Heritage show resiliency, caring to students during COVID-19 shutdown

MADISON – Teachers and principals in Madison’s elementary schools are demonstrating their compassion and concern for students during the shutdown of Madison City Schools due to the COVID-19 pandemic.

At Heritage Elementary School, Dr. Georgina Nelson serves as principal to 840 children. “All our worlds have been rocked and change seems to be our new norm. This is my 25th year as an educator, and I have never experienced anything like what we are currently experiencing,” she said.

The past several days have been a blur to Nelson. “Last night, I was finally able to take a knee and begin to process all that has happened. I’ve seen the social media accounts of hoarding food and toilet paper and people arguing about how we should respond to this situation and many other things that make you shake your head,” she said.

“However, … I was overwhelmed with a sense of gratefulness for the blessings I have witnessed,” Nelson said.

Nelson has seen her community unite in a powerful way that she could never have imagined:

* One late-night email from Nelson to Heritage families resulted in thousands of dollars’ worth of groceries, dropped off on campus the next day in two hours.
* That email also prompted parents to text and volunteer to package and deliver the food.
* Heritage Church reached out to help. St. John the Baptist Catholic Church doubled their regular donation of backpack food.
* Heritage elementary’s counselor organized food pickup for families. Several teachers volunteered for pickup times and delivered food to families without transportation.

Nelson appreciates her fellow administrators collaborating to secure a plan for the unprecedented midyear shutdown. “We all worked most of the weekend and into the wee hours … praying we had not missed something important,” she said. “They have listened to my sometimes crazy ideas, and we’ve all shared a million questions.”

“It has been amazing to watch our teachers working together tirelessly, sharing resources to provide learning opportunity via online platforms,” she said. Nelson learned to use Google Hangout to lead a faculty meeting online because they couldn’t congregate. The office staff, nurse and cafeteria staff helped parents “with beautiful smiles on their faces.”

On closing day, “we had many tears as our teachers left our school building realizing it might be a while before we see our students in person again. We didn’t all get to say proper good-byes,” Nelson said.

“I’ve seen post after post on Facebook about how much fun the students are having interacting remotely with their teachers and classmates. Our students love their teachers and they love school. It makes me smile … a big, proud principal smile!” Nelson said.

Across the district, technology technicians, teachers and administrators are volunteering to distribute 500-plus devices and wireless hubs for students to have needed resources at home. “Our interim superintendent, Eric Terrell, has been doing a phenomenal job,” Nelson said. “He is making certain all of our kids get fed this week with multiple drop-offs.”

“While sometimes the world seems negative and selfish, in my ‘world’ and community, I see good people who work hard, serve others and who are kind,” Nelson said. “I see people who want to bless others in big and small ways. I am so glad my girls get to see their examples and be a part of this wonderful community.”

- _Dataset entries_
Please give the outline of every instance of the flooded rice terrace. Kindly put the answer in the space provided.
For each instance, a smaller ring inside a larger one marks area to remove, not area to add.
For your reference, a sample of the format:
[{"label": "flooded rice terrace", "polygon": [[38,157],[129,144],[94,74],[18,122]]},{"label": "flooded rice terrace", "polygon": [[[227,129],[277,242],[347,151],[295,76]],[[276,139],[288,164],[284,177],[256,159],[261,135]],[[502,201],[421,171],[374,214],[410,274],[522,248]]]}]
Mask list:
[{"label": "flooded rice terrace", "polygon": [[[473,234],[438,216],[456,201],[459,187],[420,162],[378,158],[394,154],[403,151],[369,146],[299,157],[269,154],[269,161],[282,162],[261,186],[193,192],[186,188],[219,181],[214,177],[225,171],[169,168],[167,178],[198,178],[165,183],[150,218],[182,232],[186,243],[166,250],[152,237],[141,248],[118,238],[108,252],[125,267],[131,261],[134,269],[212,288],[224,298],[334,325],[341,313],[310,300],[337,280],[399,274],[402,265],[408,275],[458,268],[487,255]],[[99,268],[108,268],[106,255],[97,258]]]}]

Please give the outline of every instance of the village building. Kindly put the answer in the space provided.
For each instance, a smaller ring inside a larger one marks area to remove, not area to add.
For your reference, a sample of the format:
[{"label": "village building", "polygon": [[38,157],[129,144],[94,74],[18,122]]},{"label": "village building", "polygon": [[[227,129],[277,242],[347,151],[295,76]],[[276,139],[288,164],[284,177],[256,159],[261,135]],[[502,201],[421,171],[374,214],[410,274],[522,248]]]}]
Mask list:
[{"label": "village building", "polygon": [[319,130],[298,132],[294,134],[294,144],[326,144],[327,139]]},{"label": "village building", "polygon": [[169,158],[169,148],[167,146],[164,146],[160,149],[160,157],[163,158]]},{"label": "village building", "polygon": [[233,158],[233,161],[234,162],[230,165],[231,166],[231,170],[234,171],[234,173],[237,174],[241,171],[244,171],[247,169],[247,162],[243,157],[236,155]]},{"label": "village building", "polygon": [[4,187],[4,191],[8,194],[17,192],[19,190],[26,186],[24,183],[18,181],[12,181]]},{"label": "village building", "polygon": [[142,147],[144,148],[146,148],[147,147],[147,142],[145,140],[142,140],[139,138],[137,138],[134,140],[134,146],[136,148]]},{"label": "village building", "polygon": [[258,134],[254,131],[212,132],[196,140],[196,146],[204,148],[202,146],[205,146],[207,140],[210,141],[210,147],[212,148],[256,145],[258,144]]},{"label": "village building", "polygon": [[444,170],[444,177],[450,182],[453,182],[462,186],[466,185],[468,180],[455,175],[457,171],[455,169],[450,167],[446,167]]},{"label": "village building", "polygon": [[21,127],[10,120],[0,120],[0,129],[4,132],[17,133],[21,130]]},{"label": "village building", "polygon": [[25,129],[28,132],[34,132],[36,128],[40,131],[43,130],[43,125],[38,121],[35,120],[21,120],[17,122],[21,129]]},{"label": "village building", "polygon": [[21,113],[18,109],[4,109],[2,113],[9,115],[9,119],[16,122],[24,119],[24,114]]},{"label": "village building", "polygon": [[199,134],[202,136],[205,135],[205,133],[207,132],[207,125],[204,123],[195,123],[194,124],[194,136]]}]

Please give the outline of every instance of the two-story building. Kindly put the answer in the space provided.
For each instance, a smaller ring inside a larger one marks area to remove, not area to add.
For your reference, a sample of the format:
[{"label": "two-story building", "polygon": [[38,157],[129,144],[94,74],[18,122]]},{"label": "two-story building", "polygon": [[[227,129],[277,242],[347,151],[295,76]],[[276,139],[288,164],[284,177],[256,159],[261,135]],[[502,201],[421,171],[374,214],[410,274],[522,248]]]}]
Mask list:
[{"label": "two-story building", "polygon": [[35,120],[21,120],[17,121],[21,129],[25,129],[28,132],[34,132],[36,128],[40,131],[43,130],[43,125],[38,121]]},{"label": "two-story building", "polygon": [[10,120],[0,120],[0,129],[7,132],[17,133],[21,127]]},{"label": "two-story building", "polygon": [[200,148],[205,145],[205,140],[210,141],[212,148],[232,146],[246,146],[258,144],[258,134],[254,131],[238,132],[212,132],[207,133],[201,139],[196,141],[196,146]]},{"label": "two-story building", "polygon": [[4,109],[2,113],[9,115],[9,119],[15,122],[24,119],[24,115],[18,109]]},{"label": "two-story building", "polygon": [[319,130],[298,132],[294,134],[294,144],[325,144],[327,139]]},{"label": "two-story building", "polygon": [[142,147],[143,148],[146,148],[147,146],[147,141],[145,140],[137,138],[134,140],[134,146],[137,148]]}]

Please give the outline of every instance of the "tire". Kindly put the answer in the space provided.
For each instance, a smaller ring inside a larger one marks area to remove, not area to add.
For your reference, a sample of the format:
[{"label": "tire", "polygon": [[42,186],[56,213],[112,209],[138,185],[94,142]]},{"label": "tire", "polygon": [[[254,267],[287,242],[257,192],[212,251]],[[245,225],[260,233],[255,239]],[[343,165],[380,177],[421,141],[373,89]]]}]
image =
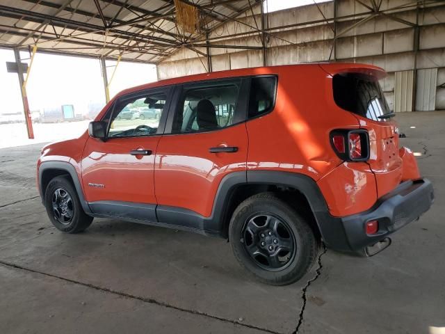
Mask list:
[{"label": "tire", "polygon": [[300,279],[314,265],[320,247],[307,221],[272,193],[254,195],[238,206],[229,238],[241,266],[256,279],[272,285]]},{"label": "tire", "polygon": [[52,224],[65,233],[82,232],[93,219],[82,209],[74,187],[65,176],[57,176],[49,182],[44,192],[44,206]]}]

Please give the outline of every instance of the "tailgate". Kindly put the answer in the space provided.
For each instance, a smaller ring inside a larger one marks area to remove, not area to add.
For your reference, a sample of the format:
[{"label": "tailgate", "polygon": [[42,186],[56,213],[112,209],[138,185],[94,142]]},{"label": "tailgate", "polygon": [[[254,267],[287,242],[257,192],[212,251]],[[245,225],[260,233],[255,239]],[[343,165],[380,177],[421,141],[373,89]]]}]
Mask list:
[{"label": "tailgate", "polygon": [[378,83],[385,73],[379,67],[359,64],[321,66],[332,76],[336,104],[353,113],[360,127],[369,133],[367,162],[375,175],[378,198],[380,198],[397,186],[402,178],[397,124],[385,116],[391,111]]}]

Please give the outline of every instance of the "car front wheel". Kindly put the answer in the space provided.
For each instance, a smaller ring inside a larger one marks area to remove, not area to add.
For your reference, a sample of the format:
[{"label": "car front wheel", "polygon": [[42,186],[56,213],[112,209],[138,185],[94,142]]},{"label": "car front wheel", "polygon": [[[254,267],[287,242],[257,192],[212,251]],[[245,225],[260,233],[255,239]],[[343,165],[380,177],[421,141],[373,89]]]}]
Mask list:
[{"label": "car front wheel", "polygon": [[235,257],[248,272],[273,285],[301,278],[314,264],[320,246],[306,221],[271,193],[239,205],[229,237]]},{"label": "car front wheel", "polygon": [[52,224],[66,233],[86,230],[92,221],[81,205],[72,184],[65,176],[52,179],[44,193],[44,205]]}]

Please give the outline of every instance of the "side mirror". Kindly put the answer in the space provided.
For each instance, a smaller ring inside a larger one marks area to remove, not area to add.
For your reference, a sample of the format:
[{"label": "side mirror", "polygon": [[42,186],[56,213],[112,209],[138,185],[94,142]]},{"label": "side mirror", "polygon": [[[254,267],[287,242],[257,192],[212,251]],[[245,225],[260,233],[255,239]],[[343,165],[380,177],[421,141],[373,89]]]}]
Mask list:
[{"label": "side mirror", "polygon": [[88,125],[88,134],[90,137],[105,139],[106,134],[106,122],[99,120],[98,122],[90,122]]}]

...

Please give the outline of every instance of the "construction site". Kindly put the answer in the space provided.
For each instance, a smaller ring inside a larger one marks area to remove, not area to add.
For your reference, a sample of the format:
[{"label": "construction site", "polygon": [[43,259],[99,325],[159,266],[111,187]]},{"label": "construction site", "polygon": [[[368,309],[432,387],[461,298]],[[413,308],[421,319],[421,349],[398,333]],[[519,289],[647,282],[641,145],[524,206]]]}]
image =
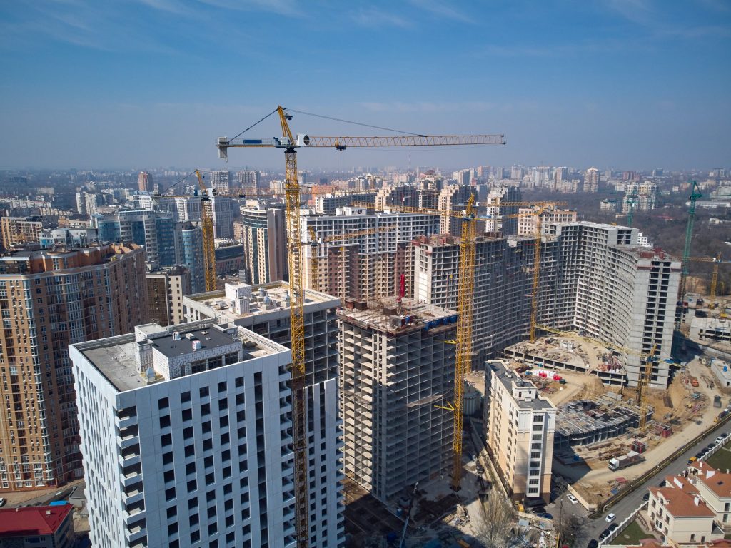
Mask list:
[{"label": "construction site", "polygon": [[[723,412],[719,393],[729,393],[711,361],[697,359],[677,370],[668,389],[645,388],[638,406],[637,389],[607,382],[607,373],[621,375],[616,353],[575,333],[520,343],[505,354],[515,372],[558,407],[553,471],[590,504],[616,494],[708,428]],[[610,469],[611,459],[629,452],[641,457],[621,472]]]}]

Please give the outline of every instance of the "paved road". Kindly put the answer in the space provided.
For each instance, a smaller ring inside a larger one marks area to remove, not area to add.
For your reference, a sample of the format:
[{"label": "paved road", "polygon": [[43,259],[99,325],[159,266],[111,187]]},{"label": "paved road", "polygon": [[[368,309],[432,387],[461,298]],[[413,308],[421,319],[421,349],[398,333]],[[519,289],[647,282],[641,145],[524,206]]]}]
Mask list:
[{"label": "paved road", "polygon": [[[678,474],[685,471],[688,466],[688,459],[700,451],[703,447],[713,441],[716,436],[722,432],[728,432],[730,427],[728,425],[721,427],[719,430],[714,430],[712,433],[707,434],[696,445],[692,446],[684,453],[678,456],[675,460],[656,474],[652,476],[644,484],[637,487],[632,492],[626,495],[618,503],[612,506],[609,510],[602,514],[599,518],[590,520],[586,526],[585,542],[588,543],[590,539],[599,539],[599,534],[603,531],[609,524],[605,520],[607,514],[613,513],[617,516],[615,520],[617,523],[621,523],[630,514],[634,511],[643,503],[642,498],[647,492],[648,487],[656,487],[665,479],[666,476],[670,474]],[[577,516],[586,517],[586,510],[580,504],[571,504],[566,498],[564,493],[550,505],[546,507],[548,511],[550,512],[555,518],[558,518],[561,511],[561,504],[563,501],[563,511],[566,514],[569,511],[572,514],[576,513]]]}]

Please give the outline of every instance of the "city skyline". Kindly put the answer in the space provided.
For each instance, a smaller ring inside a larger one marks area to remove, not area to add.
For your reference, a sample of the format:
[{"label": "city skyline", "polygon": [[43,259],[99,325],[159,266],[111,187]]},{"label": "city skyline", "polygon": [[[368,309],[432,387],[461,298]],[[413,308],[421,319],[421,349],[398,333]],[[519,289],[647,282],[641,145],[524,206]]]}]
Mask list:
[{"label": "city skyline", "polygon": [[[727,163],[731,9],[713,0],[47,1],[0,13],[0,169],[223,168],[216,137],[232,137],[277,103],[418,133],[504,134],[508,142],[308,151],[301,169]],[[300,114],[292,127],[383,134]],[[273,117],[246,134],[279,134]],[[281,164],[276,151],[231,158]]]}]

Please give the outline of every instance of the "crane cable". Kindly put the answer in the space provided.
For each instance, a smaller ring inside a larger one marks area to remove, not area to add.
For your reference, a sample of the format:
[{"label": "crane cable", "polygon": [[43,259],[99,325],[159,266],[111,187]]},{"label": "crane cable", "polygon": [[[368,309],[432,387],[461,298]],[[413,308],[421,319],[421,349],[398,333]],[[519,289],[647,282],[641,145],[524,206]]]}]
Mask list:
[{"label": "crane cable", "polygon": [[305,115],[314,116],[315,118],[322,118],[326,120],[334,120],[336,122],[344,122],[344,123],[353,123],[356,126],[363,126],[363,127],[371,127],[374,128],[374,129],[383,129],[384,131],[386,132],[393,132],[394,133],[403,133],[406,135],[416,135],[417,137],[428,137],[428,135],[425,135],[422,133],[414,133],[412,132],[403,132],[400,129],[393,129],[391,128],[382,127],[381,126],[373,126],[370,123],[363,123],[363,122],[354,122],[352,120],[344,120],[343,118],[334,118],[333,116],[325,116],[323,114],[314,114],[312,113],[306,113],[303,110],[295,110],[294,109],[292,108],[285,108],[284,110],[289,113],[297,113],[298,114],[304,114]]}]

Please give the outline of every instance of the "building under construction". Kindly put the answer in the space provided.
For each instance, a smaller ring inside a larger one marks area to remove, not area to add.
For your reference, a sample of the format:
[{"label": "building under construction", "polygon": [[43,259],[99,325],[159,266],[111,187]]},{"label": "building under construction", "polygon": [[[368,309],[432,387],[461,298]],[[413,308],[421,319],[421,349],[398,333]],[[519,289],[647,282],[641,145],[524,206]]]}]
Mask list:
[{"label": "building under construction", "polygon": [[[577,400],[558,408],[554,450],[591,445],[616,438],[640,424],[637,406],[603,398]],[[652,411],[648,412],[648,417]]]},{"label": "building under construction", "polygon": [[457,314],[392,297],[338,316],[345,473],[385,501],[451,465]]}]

- _Exercise 1_
According to the article about Heritage Elementary, how many children does Dr. Georgina Nelson serve as principal?
- _Exercise 2_
Reproduce the article about Heritage Elementary from the words "The past several" through "deliver the food.", switching "groceries" to "supplies".

- _Exercise output 1_
840 children

- _Exercise output 2_
The past several days have been a blur to Nelson. “Last night, I was finally able to take a knee and begin to process all that has happened. I’ve seen the social media accounts of hoarding food and toilet paper and people arguing about how we should respond to this situation and many other things that make you shake your head,” she said.

“However, … I was overwhelmed with a sense of gratefulness for the blessings I have witnessed,” Nelson said.

Nelson has seen her community unite in a powerful way that she could never have imagined:

* One late-night email from Nelson to Heritage families resulted in thousands of dollars’ worth of supplies, dropped off on campus the next day in two hours.
* That email also prompted parents to text and volunteer to package and deliver the food.